* [Given passage]:
--- START ---

CENTRAL AFRICAN REPUBLIC
The Red Cross says its workers have found 115 bodies in the town of Bangassou in the wake of a weekend-long assault by a Christian militia. Previous estimates of the death toll were around 30. There was new fighting between Muslim and Christian militias on Tuesday in the northern CAR town of Bria, where at least five people were killed.
DEMOCRATIC REPUBLIC OF THE CONGO
Fighting in the DRC’s central Kasai region, primarily related to the Kamwina Nsapu rebellion, has killed more than 500 people in the past five months, according to DRC police. Some 390 rebels have been killed against roughly 120 Congolese security forces. Immediately this count seems like bullshit, because you’ll note the absence of any civilian casualties. My guess would be that the overall count is probably right or close to right, but the government is counting anybody who isn’t in the DRC military or police force as a “rebel,” probably in order to obfuscate any liberties those security forces may have taken against civilians in the conflict zone.
RUSSIA
Several French gay rights organizations have filed a complaint at the International Criminal Court against the Chechen government and its leader, Ramzan Kadyrov, over accusations that it has systematically persecuted its gay population. The Chechen government insists there are no gay people in Chechnya, and I’m sure the ICC will take that totally reasonable argument into consideration.
POLAND
In a debate in the European parliament on Tuesday, most EU member states lit into Poland’s ruling hard right Law and Justice Party for its alleged violations of democratic principles and the rule of law. With only Hungary’s equally hard right government taking Poland’s side, there is a crisis brewing here wherein Poland could face some kind of EU penalty if reforms are not forthcoming.
GREECE
Thousands of Greek workers walked off the job on Wednesday and took to the streets to protest against yet another round of creditor-mandated austerity. It’s really getting absurd at this point:
New austerity attached to the funds release include the 13th cut in pensions since 2010 and a reduction in tax-free allowances on income. They come after years of cuts that for a time threw the country into deep recession.
Unemployment is running at close to one in four and there is a 48 percent jobless rates among the youth.

--- END ---

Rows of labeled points
--- START ---

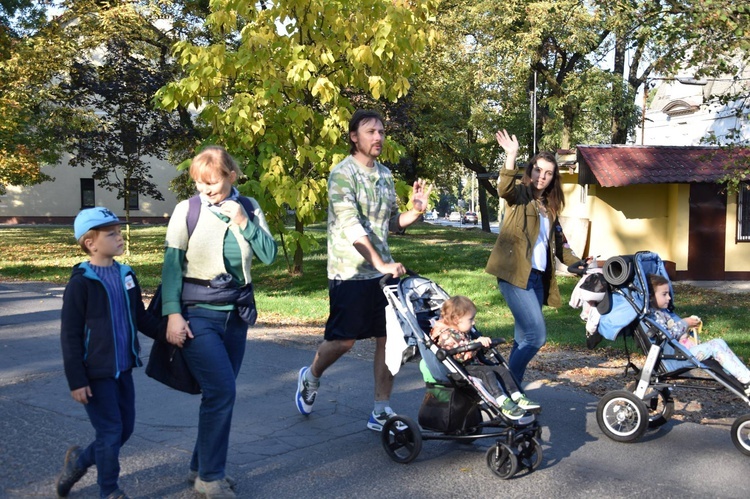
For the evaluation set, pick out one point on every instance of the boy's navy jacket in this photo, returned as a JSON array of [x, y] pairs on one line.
[[87, 334]]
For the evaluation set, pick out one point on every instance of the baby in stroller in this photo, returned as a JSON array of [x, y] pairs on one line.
[[678, 329], [454, 329]]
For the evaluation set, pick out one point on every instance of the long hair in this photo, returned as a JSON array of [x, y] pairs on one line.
[[456, 307], [211, 161], [358, 117], [552, 197]]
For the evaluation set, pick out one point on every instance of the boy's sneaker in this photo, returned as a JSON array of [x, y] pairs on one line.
[[192, 475], [377, 421], [527, 405], [306, 392], [217, 489], [70, 473], [511, 410], [118, 494]]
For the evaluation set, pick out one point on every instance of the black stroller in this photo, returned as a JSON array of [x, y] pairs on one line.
[[625, 415], [456, 406]]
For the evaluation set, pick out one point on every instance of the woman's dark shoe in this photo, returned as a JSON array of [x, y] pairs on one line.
[[70, 473]]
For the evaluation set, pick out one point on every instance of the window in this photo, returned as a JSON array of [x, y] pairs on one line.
[[743, 212], [131, 202], [87, 193]]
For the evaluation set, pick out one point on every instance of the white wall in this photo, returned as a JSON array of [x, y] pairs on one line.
[[61, 197]]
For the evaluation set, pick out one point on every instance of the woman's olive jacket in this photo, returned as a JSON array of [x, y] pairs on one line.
[[510, 259]]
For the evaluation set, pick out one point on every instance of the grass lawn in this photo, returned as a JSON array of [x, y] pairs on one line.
[[453, 258]]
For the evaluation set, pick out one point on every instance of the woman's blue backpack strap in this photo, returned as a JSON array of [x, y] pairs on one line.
[[194, 211]]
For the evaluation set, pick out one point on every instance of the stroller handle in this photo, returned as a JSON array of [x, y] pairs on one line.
[[469, 347], [387, 277]]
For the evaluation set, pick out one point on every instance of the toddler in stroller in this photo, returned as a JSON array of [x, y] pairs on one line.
[[456, 405], [639, 305], [678, 329], [454, 328]]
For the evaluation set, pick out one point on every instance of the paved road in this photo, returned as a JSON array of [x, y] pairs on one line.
[[275, 452]]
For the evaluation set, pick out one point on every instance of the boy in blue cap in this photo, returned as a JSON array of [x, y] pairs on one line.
[[101, 314]]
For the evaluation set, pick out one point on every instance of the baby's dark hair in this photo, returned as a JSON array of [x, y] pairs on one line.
[[456, 307], [656, 280]]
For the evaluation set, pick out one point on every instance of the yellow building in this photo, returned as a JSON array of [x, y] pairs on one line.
[[664, 199]]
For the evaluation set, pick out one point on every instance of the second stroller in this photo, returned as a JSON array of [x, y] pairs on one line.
[[456, 405]]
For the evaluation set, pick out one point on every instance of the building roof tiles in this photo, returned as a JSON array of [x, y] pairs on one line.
[[620, 165]]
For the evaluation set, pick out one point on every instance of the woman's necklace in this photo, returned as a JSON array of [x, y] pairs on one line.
[[540, 207]]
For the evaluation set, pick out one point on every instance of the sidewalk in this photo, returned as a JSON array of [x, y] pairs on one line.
[[276, 452]]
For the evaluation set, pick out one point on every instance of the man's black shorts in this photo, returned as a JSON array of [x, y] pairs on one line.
[[357, 309]]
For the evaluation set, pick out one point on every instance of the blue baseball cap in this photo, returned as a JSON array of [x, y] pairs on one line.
[[94, 218]]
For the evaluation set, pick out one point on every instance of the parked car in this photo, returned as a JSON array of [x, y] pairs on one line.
[[470, 218]]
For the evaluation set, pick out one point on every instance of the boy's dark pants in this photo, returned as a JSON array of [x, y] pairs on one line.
[[111, 411]]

--- END ---

* [Problem details]: Reproduce the portion of the world news roundup word for word, starting at the words "DEMOCRATIC REPUBLIC OF" and stopping after the words "the conflict zone.".

* [Task response]:
DEMOCRATIC REPUBLIC OF THE CONGO
Fighting in the DRC’s central Kasai region, primarily related to the Kamwina Nsapu rebellion, has killed more than 500 people in the past five months, according to DRC police. Some 390 rebels have been killed against roughly 120 Congolese security forces. Immediately this count seems like bullshit, because you’ll note the absence of any civilian casualties. My guess would be that the overall count is probably right or close to right, but the government is counting anybody who isn’t in the DRC military or police force as a “rebel,” probably in order to obfuscate any liberties those security forces may have taken against civilians in the conflict zone.